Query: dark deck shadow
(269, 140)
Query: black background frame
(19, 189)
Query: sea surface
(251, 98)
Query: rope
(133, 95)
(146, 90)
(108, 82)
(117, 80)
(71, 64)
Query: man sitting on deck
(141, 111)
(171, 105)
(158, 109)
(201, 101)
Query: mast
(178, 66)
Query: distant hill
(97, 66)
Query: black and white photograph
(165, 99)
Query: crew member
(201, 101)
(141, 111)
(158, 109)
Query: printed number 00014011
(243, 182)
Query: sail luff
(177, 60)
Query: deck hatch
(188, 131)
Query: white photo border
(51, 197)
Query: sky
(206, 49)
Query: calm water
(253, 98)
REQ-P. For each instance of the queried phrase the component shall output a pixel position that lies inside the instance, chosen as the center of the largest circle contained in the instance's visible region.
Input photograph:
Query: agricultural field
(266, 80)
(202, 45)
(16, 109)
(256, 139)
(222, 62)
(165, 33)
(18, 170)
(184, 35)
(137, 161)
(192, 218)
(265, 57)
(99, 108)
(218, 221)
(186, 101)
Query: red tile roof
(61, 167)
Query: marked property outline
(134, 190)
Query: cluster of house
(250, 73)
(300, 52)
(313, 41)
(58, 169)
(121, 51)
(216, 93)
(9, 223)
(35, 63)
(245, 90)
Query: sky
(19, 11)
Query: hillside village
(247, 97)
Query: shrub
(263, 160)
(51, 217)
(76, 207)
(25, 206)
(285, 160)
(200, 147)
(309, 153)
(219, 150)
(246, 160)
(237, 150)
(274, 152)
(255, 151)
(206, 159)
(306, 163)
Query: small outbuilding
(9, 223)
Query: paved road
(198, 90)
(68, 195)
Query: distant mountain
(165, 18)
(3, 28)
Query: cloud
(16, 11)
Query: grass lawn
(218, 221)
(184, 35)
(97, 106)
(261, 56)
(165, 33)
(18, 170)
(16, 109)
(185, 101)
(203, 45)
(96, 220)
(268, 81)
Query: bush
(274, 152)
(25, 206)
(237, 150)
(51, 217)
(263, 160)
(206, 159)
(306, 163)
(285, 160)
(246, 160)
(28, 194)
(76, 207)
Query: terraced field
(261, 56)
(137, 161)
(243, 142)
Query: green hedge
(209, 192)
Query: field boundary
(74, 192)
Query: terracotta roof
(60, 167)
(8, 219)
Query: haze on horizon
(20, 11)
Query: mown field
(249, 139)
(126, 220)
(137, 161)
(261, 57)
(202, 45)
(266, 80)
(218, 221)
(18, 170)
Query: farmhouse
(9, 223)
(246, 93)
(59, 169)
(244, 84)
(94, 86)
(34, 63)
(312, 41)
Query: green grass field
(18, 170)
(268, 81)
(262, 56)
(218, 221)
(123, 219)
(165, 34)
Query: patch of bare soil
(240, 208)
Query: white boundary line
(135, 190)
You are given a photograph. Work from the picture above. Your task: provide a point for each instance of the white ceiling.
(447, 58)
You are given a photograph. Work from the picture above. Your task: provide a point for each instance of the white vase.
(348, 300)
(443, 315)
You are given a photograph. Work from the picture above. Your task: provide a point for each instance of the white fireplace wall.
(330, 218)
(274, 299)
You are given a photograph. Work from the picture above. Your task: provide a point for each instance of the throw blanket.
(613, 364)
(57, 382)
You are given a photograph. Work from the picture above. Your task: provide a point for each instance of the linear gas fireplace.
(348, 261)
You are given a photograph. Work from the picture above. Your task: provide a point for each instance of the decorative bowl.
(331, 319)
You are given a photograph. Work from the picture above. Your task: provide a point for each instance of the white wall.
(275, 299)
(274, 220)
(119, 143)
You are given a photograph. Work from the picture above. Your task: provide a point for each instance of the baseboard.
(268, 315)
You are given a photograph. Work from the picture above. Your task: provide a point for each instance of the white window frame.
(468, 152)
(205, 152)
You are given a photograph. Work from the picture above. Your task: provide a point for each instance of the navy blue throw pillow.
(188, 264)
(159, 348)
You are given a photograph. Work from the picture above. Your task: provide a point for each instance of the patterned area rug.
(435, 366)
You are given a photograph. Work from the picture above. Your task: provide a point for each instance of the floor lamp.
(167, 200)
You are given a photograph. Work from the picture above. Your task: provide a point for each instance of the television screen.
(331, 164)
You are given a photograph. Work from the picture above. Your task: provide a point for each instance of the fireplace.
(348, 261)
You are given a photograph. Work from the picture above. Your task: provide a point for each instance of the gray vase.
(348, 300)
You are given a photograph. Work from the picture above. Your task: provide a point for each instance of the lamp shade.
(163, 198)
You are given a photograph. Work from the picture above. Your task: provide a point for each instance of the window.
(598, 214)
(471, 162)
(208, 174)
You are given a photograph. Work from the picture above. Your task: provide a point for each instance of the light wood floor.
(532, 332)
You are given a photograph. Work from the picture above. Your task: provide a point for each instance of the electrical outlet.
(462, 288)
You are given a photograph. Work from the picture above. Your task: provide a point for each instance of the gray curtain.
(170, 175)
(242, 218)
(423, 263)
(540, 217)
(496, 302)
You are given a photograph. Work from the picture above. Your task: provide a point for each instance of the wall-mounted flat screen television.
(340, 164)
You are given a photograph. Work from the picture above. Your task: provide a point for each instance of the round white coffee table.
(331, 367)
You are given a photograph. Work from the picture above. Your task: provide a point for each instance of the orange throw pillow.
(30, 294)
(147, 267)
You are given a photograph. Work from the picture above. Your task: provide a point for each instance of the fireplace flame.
============================================================
PROBLEM DESCRIPTION: Exactly as given, repeat each line above.

PROBLEM SOLUTION:
Query: dark deck shadow
(269, 140)
Query: black background frame
(19, 189)
Query: sea surface
(251, 98)
Query: rope
(133, 95)
(146, 90)
(108, 82)
(117, 80)
(71, 64)
Query: man sitting on deck
(141, 111)
(171, 105)
(158, 109)
(201, 101)
Query: mast
(178, 66)
Query: distant hill
(97, 66)
Query: black and white photograph
(165, 99)
Query: crew member
(201, 101)
(141, 111)
(158, 109)
Query: printed number 00014011
(243, 182)
Query: sail luff
(177, 60)
Query: deck hatch
(188, 131)
Query: white photo border
(51, 197)
Query: sky
(206, 49)
Query: calm water
(253, 98)
REQ-P. For each instance of the queried phrase the component shall output a pixel position that lies inside the instance, chosen as the center of the largest circle contained in the instance's visible region.
Input photograph:
Query: agricultural field
(266, 80)
(202, 45)
(16, 109)
(256, 139)
(222, 62)
(165, 33)
(18, 170)
(184, 35)
(137, 161)
(192, 218)
(265, 57)
(99, 108)
(218, 221)
(186, 101)
Query: red tile roof
(61, 167)
Query: marked property outline
(134, 190)
Query: cluster of house
(250, 73)
(300, 52)
(313, 41)
(58, 169)
(121, 51)
(216, 93)
(9, 223)
(35, 63)
(245, 90)
Query: sky
(19, 11)
Query: hillside village
(247, 97)
Query: shrub
(263, 160)
(51, 217)
(76, 207)
(25, 206)
(285, 160)
(200, 147)
(309, 153)
(219, 150)
(246, 160)
(237, 150)
(274, 152)
(255, 151)
(206, 159)
(306, 163)
Query: small outbuilding
(9, 223)
Query: paved road
(198, 90)
(68, 195)
Query: distant mountain
(165, 18)
(3, 28)
Query: cloud
(16, 11)
Query: grass lawn
(218, 221)
(184, 35)
(97, 106)
(261, 56)
(165, 33)
(18, 170)
(16, 109)
(185, 101)
(203, 45)
(96, 220)
(268, 81)
Query: bush
(274, 152)
(25, 206)
(237, 150)
(51, 217)
(263, 160)
(206, 159)
(306, 163)
(285, 160)
(246, 160)
(28, 194)
(76, 207)
Query: terraced field
(261, 56)
(137, 161)
(243, 142)
Query: green hedge
(209, 192)
Query: field boundary
(74, 192)
Query: terracotta roof
(60, 167)
(8, 219)
Query: haze on horizon
(20, 11)
Query: mown field
(249, 139)
(126, 220)
(137, 161)
(261, 57)
(202, 45)
(266, 80)
(218, 221)
(18, 170)
Query: farmhouse
(9, 223)
(246, 93)
(59, 169)
(244, 84)
(94, 86)
(34, 63)
(312, 41)
Query: green grass field
(18, 170)
(268, 81)
(262, 56)
(218, 221)
(123, 219)
(165, 34)
Query: patch of bare soil
(240, 208)
Query: white boundary line
(135, 190)
You are given a photograph. Work from the picture above. Your task: provide a point for each instance of the white ceiling.
(447, 58)
You are given a photograph. Work from the picture above. Your task: provide a point for each instance of the white vase.
(348, 300)
(443, 315)
You are given a photograph. Work from the picture above. Your task: provide a point for each instance of the white fireplace wall.
(330, 218)
(274, 299)
You are given a photograph. Work from the picture above. Your task: provide a point for each instance of the throw blanket.
(613, 364)
(57, 382)
You are given a photograph. Work from the picture above. Your task: provide a point for each instance of the linear gas fireplace.
(348, 261)
You are given a photograph. Work from the picture above. Your task: provide a point for each instance of the decorative bowl.
(331, 319)
You are given a photograph. Work from the picture above. Your task: provide a point for each instance of the white wall.
(275, 299)
(274, 220)
(119, 143)
You are given a photograph. Work from the picture above. Your task: provide a point for each instance of the baseboard.
(268, 315)
You are given a photograph. Work from the picture above. Your task: provide a point for each instance of the white window frame.
(468, 152)
(205, 152)
You are given a photograph. Work from the picture above. Your task: provide a point for each instance of the navy blue throw pillow.
(188, 264)
(159, 348)
You are given a photograph. Work from the picture above. Your task: provide a point for each instance of the patterned area rug.
(435, 366)
You are given a photograph. Work from the picture above. Your task: provide a point for each instance of the floor lamp.
(167, 200)
You are given a photograph. Work from the picture above. Your task: provide a point for each instance of the television screen.
(331, 164)
You are given a photograph. Work from the picture above. Your task: provide a point for each instance of the fireplace.
(348, 261)
You are given a photograph. Work from the picture above. Your task: provide a point for each instance of the gray vase.
(348, 300)
You are given a photograph. Work from the picture above. Your task: provide a point for each instance of the lamp shade.
(163, 198)
You are given a photograph. Work from the picture above. Your task: provide a point for each instance of the window.
(598, 214)
(471, 162)
(208, 174)
You are given a photograph. Work from the picture above. Your task: provide a point for each instance of the light wood floor.
(532, 332)
You are given a photograph. Work from the picture above. Your task: provide a point for each instance of the electrical outlet.
(462, 288)
You are given a photograph. Work from the picture above. Your task: provide a point for each instance of the gray curtain.
(170, 175)
(242, 218)
(423, 263)
(540, 217)
(496, 302)
You are given a photograph. Work from the picture above. Your task: provide a point for each instance of the wall-mounted flat screen television.
(340, 164)
You are given a photograph. Work from the picture above. Your task: provide a point for each instance of the round white coffee table.
(331, 367)
You are given a photograph. Work from the picture above. Your task: provide a point for each instance of the orange throw pillow.
(30, 294)
(147, 267)
You are given a photograph. Work from the picture above. Your task: provide a point for each instance of the fireplace flame.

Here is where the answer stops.